■ What to do
1. Can you write out the exhibition review again, beginning at the words "A hacking sound" and stopping after "Where did he go?", but switching "spotlight" to "searchlight"?
2. Could you carry the exhibition review on from its final sentence?

■ Source text
-- start --

The ground is covered with autumn leaves that smell like roasted chestnuts. They crackle as we walk. Each orange and yellow leaf appears to have been carefully arranged — so much so that it feels like we’re disturbing the peace with our footsteps.
I look to my left and make out a pair of legs partially hidden under a pile of leaves. My peripheral vision reveals what appears to be other body parts — a bruised hand, maybe a torso. Then, darkness.
A hacking sound starts as flashes of crimson and violet light appear, the truncated beats syncing with the intermittent flickers. Then, darkness again.
Photo courtesy of Taipei Fine Arts Museum
Now I see a wooden table scattered with dozens of little sketches — diagrams, taxonomies of various insect species and human organs. A coffee cup had tilted over, causing it to spill onto some of the sketches. But like the dead body in the woods, there’s beauty to the mess, a system to the disorder.
A naked man appears. His back is walking away. The hacking noise grows louder and he’s gone. The corpse is back, with beetles crawling all over it, and one nestled snugly in the palm of the bruised hand. The lights return. This time, it’s a spotlight circling, as if searching for something.
The murderer. Where did he go?
Photo courtesy of Taipei Fine Arts Museum
CRITIQUING FACTS, OBFUSCATING TRUTH
Had I really witnessed a murder? Or did I simply pick up on some cues and my imagination led me to believe that I had?
“Fact is not real. It’s what people perceive something to be. Our brains assemble bits and pieces of images, noises, smells and we come up with our own truths,” says Wang Jun-jieh (王俊傑), the artistic director of the haunting kinetic installation piece I had just saw.
Photo courtesy of Taipei Fine Arts Museum
Held at the Taipei Fine Arts Museum, Night of Sodom (索多瑪之夜) is a collaborative exhibition involving artists, videographers and technicians. It draws inspiration from the Marquis de Sade’s The 120 Days of Sodom, which tells the tale of four wealthy men who engage in a series of orgies in a harem with 46 teenagers, both male and female. Written in 1785 when he was imprisoned in the Bastille, Sade thought that the manuscript, which he hid in the prison’s walls, was lost forever during the storming of the Bastille in 1789. It survived, but was not discovered until the early 20th century and, due its controversial subject matter, only became widely circulated decades later.
Wang, who is also chief director of the Center for Art and Technology at Taipei National University of the Arts, says that on the surface, the novel may seem like “a celebration of evil, or, of orgies.”
In fact, Wang’s interpretation of the text is that it’s not so much pornographic or scandalous, but about how Sade reconstructs the notion of fact by overlapping various viewpoints and thereby obfuscating the truth. Likewise, the exhibition — which is restricted to visitors age 18 and above — disrupts the natural viewing process one would expect at a museum by presenting viewers with a multisensory experience and a plot that does not follow a linear narrative, the result of which is both frustrating and satisfying.

-- end --

■ Excerpted data
-- start --

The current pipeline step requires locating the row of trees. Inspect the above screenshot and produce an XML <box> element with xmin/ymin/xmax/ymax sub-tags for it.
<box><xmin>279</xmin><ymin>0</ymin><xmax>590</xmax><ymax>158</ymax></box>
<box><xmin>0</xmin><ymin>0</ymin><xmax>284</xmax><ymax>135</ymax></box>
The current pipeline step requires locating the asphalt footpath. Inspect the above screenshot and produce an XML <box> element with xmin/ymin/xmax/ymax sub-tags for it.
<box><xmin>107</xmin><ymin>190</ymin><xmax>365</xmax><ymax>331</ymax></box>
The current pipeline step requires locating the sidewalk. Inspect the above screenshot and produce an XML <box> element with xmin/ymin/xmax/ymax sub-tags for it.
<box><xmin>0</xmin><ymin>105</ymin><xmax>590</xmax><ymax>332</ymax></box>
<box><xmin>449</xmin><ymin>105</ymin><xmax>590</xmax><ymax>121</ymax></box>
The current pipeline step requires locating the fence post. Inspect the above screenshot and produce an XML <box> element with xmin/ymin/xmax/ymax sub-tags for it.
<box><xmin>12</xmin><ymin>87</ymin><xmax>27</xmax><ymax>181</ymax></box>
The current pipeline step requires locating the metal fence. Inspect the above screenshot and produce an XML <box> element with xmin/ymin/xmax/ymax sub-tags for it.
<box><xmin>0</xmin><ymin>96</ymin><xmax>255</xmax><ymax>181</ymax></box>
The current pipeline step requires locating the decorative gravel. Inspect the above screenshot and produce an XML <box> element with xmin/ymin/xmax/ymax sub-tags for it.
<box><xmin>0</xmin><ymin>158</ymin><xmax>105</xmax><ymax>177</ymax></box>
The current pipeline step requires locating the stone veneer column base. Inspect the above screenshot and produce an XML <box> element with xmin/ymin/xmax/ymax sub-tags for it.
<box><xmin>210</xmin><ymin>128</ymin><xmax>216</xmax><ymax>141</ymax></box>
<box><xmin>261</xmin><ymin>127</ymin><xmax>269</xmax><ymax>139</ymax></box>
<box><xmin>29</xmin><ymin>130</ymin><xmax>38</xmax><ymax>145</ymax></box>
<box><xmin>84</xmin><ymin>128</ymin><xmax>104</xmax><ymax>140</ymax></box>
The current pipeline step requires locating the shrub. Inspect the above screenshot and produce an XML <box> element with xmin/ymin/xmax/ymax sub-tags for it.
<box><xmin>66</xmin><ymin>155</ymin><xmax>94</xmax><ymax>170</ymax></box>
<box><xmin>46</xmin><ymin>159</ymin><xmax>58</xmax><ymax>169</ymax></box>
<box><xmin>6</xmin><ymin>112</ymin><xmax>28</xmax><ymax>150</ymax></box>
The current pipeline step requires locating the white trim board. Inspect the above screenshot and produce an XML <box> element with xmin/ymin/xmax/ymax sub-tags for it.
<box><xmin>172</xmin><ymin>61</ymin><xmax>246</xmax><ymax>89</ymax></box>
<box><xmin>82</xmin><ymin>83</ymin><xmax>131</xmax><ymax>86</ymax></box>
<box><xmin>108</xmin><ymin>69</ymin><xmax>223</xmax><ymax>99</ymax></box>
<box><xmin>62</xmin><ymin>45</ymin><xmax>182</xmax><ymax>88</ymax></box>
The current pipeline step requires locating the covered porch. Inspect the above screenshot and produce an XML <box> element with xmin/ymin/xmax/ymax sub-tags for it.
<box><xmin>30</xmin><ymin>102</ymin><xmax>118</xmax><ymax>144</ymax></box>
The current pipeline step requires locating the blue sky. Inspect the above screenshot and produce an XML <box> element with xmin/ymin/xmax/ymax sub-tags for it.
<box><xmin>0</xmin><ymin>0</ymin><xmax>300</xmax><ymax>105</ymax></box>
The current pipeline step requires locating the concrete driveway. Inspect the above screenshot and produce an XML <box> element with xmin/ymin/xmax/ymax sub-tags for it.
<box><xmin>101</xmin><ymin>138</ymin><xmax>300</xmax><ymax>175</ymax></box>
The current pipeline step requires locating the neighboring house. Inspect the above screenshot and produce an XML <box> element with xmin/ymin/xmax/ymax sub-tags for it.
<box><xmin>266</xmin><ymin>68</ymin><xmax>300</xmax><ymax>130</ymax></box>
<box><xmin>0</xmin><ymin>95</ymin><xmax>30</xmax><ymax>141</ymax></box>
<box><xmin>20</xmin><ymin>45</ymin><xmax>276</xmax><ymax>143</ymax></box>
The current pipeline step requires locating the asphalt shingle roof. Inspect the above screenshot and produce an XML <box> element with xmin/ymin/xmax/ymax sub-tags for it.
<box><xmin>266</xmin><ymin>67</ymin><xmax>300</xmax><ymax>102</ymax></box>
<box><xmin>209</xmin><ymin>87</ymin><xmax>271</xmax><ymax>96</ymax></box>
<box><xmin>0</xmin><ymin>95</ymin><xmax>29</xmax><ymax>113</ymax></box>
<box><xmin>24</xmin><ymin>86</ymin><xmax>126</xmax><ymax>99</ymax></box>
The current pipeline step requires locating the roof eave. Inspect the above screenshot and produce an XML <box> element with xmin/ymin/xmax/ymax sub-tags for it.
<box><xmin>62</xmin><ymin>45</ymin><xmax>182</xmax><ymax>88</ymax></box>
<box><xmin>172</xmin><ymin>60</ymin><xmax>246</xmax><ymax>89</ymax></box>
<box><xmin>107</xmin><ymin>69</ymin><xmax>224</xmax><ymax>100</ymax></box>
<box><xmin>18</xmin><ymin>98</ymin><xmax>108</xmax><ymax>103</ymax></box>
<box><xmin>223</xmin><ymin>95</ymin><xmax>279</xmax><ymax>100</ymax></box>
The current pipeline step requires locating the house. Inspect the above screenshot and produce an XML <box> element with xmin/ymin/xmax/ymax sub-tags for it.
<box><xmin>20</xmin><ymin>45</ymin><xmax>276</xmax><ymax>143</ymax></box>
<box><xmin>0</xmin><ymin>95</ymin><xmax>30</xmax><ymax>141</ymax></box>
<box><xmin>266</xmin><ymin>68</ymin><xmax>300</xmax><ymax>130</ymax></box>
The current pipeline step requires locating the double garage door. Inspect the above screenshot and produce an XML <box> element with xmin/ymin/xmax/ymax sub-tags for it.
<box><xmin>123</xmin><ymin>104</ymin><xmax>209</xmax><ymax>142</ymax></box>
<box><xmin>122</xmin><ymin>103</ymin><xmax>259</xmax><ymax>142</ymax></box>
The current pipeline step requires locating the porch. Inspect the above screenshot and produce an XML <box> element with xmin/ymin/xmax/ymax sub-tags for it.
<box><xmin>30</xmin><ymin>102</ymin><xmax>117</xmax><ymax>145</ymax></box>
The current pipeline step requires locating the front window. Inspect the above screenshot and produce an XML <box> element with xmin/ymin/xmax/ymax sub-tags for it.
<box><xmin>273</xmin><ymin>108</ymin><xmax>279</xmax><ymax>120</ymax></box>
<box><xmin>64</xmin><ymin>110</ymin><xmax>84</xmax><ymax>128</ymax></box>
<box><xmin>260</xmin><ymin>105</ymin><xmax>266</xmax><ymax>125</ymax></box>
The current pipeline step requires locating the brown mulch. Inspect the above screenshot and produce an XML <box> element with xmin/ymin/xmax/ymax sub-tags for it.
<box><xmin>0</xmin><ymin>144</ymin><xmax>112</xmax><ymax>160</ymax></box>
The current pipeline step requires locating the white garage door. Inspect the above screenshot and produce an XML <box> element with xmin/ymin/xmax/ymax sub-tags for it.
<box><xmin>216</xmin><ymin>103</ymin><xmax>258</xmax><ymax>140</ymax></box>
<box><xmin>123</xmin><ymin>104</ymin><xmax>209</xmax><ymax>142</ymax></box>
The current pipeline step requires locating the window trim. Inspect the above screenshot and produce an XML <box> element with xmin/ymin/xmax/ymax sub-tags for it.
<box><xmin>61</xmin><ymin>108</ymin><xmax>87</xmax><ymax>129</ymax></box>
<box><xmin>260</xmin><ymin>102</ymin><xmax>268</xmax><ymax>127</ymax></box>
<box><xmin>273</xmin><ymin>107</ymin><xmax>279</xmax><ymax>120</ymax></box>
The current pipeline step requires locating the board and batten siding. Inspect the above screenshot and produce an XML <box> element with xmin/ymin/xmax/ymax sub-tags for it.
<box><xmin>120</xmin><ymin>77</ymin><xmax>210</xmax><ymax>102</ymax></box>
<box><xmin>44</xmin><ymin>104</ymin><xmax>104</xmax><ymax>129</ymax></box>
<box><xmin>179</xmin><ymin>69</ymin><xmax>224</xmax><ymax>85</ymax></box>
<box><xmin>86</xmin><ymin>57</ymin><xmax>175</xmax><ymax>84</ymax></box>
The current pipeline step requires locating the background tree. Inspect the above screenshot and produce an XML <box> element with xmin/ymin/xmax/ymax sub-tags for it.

-- end --

■ Answers to the exercise
1.
A hacking sound starts as flashes of crimson and violet light appear, the truncated beats syncing with the intermittent flickers. Then, darkness again.
Photo courtesy of Taipei Fine Arts Museum
Now I see a wooden table scattered with dozens of little sketches — diagrams, taxonomies of various insect species and human organs. A coffee cup had tilted over, causing it to spill onto some of the sketches. But like the dead body in the woods, there’s beauty to the mess, a system to the disorder.
A naked man appears. His back is walking away. The hacking noise grows louder and he’s gone. The corpse is back, with beetles crawling all over it, and one nestled snugly in the palm of the bruised hand. The lights return. This time, it’s a searchlight circling, as if searching for something.
The murderer. Where did he go?

2.
Photo courtesy of Taipei Fine Arts Museum
MORE QUESTIONS THAN ANSWERS
The first part of the exhibition actually takes place in a small room filled with scientific-looking collages consisting of illustrations and their corresponding descriptions. The images from the collages were recycled from old encyclopedias Wang and his team collected from libraries around Taiwan. However, they are cut and pasted in such a way that the meaning has been altered — for instance, egg shells are categorized under comets. In the center of the room sits a horizontal glass case (or casket?) with feathers swirling about.
“You’re supposed to incorporate the stimulus from the performance and use that to reinterpret the initial space,” Wang says.
Photo courtesy of Taipei Fine Arts Museum
Returning to the room, I half-expected to see a dead body in the glass case. But even with this new “knowledge,” nothing seems right. Insects which are normally thought to be disgusting are cast in a majestic light, the eerie woods feel remarkably serene and death is rendered beautiful — desirable almost. That is, if anyone had even died.
At the end of the screening the audience is left with more questions than answers. The effect is intentional, though, since for Wang, contemporary art is meant to stimulate thought and discussion.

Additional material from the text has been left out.